Women are currently underrepresented among speakers at scientific meetings, both in absolute terms and relative to their representation among attendees, but a new study suggests one way to address this deficit. An analysis of 460 scientific symposia to be published in mBio, the online open-access journal of the American Society for Microbiology reveals that the inclusion of at least one woman on a convening committee increases the proportion of female speakers by as much as 86% and significantly reduces the likelihood the session would have an all-male list of speakers.
Despite making gains in representation among rosters of undergraduate students, graduate students, and postdoctoral positions in the sciences, women are still not proportionally represented in the higher echelons of academia, says co-author Arturo Casadevall of the Albert Einstein College of Medicine in Bronx, New York.
If you're a scientist, speaking at scientific meetings can be an important feather in your cap - an achievement that can help you get ahead in your career, he says. "Hence, increasing the number of women who present their work at large meetings could translate into more women succeeding in science," says Casadevall.
Casadevall and Jo Handelsman of Yale University examined 460 symposia involving 1,845 speakers in two large meetings sponsored by the American Society for Microbiology, the General Meeting and the Interscience Conference on Antimicrobial Agents and Chemotherapy (ICAAC). At these meetings, select groups of session conveners choose speakers for plenary sessions and individual symposia.
Casadevall and Handelsman classified sessions according to whether they had been convened by two men, a man and woman, or two women, then tallied the gender representation among speakers for each symposium.

## Exercise aim
Continue the article on women convening scientific symposia, starting right after its last sentence.

## Supplied data
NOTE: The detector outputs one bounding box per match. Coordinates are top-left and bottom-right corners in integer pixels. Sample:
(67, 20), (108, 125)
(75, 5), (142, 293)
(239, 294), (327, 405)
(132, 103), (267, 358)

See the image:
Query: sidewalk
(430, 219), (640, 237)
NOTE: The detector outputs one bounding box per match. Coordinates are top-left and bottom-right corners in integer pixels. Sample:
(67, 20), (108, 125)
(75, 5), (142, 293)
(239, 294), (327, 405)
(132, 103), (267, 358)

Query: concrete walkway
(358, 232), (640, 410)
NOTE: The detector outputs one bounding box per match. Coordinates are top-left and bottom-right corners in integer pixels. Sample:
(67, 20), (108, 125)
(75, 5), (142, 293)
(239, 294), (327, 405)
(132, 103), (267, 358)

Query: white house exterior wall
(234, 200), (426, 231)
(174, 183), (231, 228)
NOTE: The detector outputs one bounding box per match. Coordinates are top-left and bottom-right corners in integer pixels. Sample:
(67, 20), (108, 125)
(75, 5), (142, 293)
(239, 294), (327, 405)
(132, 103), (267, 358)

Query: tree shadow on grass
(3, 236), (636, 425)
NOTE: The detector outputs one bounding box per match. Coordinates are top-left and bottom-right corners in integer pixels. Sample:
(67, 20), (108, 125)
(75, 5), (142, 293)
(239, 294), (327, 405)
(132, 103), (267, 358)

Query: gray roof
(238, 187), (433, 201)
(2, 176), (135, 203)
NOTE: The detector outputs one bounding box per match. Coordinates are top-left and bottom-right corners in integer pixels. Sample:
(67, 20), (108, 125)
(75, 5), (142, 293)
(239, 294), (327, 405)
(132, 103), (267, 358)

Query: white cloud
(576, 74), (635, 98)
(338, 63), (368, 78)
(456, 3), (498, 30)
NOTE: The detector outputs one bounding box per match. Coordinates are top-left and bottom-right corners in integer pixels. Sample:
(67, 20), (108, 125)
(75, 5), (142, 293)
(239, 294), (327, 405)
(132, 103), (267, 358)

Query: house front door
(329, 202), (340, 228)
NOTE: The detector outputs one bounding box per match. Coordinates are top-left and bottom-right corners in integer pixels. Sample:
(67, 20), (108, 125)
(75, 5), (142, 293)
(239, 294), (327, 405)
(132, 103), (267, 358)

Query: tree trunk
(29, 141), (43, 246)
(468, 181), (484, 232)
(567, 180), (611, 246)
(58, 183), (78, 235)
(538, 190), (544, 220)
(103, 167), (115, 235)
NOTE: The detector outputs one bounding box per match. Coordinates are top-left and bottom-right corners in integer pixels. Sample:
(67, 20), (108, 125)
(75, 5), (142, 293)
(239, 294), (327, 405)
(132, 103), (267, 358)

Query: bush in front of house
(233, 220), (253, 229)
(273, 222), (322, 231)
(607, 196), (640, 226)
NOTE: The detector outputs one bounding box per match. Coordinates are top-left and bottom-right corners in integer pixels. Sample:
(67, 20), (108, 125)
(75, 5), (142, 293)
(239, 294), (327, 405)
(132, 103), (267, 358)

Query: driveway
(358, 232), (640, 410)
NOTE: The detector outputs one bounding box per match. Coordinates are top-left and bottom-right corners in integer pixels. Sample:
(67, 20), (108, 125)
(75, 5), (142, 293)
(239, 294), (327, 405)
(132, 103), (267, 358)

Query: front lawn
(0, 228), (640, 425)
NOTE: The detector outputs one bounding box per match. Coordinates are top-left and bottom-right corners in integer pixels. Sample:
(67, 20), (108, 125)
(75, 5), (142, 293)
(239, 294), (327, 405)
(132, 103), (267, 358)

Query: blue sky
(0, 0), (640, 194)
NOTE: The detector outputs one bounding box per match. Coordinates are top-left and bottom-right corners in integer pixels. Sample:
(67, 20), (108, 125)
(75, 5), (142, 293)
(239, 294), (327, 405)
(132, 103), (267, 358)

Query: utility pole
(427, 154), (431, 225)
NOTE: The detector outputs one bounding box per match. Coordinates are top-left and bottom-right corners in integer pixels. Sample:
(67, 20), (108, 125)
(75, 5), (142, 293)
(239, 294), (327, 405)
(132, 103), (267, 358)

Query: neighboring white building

## Response
Despite differences in the operating procedures for the two meetings, the results for the general meeting and ICAAC closely paralleled one another: in both there was a positive correlation between the participation of women as session conveners and participation by female scientists in those sessions. At the general meeting, sessions convened by all men had an average of 25% female speakers, and sessions where the convener team had at least one woman had an average of 43% female speakers - a 72% increase. At ICAAC, including at least one woman on the convening team was also associated with 72% more female invited speakers.
And at both meetings, the participation of women on a convening team also reduced the odds the session would have all male speakers.
The increase in female speakers was not simply a result of the female conveners also speaking. Male and female conveners participated as speakers in roughly equal percentages and the percentage of female conveners who spoke at their sessions was smaller than the increase in female participation associated with the presence of a woman on the convening committee. This suggests that female conveners boosted the participation of women in other ways, write Casadevall and Handelsman.
"These are 'correlations'," not proof of causation, says Casadevall. He emphasizes that further research is needed to explain why the presence of a woman on a convening committee is correlated with increased numbers of female speakers, but the data suggest that involving women as conveners could have a large effect on the gender distribution of the speakers and promote gender equity.
"Meeting program committees could carefully consider the gender composition of those assigned to pull together scientific sessions and make efforts to involve women scientists as conveners for sessions and symposia," says Casadevall.